#### [Prompt]
Begin at the line that contains "Could you kindly segment every instance of the ceiling" and stop after the line that contains "103L467 106L469 103L482", then put that material into a Markdown table with the columns Row and Line text. Number each row and leave out blank lines.

⁂

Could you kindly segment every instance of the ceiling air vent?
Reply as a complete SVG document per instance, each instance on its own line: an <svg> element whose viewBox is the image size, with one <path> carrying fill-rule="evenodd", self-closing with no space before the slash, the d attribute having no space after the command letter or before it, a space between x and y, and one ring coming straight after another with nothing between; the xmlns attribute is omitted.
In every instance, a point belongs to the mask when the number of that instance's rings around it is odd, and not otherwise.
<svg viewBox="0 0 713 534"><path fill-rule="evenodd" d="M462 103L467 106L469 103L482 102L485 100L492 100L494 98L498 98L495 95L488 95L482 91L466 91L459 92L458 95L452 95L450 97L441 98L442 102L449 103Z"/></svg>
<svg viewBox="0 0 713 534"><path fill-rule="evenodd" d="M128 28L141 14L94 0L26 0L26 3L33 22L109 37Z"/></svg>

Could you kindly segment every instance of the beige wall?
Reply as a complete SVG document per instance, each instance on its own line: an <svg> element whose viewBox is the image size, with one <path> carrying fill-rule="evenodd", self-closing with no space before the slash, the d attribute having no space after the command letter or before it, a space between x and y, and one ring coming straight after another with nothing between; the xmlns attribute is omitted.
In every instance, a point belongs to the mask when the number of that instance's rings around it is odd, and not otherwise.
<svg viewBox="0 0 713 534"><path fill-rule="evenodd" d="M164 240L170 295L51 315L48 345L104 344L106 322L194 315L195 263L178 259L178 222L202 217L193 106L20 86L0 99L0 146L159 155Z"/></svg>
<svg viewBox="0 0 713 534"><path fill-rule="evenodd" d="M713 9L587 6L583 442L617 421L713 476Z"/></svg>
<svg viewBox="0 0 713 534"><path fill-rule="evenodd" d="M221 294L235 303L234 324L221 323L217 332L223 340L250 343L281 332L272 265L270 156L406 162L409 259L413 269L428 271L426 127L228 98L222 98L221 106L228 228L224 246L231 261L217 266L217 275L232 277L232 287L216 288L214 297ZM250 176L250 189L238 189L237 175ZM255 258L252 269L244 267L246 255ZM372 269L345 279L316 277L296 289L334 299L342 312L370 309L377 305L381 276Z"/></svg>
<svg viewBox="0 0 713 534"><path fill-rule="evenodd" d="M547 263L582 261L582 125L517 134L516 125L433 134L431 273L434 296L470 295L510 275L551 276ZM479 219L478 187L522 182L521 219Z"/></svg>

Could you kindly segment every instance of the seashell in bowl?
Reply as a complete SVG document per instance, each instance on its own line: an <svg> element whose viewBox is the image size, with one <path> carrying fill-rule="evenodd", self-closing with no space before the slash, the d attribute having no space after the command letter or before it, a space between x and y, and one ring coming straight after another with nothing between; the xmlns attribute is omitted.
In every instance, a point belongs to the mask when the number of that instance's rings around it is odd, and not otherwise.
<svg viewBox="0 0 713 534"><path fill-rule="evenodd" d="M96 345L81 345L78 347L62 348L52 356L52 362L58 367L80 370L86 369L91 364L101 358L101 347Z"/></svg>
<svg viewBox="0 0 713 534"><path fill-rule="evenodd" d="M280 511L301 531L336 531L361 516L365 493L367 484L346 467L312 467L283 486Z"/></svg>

⁂

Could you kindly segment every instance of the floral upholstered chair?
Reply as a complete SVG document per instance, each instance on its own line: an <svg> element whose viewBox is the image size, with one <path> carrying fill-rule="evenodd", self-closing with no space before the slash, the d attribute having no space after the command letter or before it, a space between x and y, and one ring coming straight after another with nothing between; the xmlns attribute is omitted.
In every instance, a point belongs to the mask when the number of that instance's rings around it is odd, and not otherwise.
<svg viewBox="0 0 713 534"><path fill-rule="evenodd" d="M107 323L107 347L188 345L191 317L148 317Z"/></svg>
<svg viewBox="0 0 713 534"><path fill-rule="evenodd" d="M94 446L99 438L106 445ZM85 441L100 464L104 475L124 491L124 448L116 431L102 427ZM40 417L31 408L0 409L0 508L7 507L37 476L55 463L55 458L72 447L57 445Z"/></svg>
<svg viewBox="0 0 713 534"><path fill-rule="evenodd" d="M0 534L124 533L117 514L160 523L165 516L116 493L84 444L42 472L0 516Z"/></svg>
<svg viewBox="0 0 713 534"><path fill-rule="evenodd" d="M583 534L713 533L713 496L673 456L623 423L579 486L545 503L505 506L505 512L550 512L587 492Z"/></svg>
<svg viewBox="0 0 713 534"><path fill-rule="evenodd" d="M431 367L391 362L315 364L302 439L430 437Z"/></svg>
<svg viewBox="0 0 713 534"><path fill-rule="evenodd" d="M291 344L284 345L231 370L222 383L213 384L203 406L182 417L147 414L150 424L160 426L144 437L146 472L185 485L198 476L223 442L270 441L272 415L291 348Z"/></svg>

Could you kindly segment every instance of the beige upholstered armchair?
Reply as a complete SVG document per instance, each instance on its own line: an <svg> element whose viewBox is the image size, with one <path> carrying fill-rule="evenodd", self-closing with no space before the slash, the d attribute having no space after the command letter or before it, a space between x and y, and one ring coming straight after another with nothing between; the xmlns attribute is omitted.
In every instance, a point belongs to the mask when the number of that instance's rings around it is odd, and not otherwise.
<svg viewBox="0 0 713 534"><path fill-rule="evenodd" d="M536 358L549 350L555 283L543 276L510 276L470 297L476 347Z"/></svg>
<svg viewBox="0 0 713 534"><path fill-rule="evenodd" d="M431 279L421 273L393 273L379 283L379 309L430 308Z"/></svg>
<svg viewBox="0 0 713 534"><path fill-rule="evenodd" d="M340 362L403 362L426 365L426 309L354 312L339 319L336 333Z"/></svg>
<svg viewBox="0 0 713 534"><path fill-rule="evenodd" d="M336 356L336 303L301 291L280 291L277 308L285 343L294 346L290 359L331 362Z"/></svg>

⁂

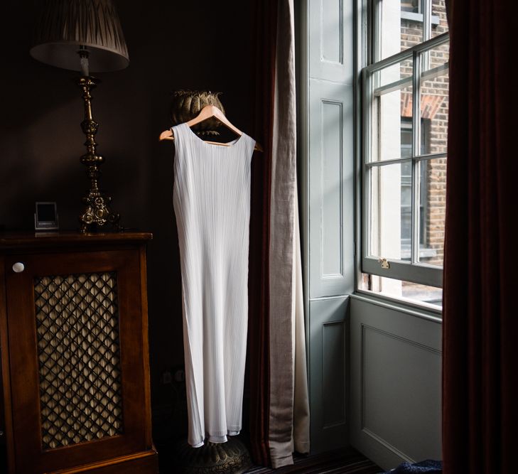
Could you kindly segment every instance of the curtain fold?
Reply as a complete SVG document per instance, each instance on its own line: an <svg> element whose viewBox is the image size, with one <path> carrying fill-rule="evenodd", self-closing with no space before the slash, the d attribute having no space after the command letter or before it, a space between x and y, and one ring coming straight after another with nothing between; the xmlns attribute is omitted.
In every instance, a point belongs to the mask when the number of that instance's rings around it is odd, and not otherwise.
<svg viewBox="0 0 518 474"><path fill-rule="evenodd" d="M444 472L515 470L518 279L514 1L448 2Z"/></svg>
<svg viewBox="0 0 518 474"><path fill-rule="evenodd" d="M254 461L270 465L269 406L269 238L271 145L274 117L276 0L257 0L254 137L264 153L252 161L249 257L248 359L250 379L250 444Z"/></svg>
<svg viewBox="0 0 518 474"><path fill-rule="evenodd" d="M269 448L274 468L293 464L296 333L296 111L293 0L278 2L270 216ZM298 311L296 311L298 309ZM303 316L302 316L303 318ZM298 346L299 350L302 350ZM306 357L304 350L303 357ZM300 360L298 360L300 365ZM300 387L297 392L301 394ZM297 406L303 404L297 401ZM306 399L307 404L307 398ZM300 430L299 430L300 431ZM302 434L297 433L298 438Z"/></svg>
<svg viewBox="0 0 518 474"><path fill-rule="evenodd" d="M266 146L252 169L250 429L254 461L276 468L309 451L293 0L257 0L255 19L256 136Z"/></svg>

⁂

#### [Task solution]
| Row | Line text |
|---|---|
| 1 | Could you kindly segment every instance of the ceiling air vent? |
| 2 | Reply as a complete SVG document per instance, each instance on its own line: an <svg> element whose viewBox is the image size, with one <path> carrying fill-rule="evenodd", self-closing with no space before the slash, the d attribute having no space after the command letter or before it, a space between x and y, and one ring coming straight after another with nothing between; the xmlns attribute is omitted. |
| 3 | In every instance, a point belongs to the mask when the number of that instance's rings around it is odd, and not otherwise. |
| 4 | <svg viewBox="0 0 713 534"><path fill-rule="evenodd" d="M462 103L467 106L469 103L482 102L485 100L492 100L494 98L498 98L495 95L488 95L482 91L466 91L459 92L458 95L452 95L450 97L441 98L442 102L449 103Z"/></svg> |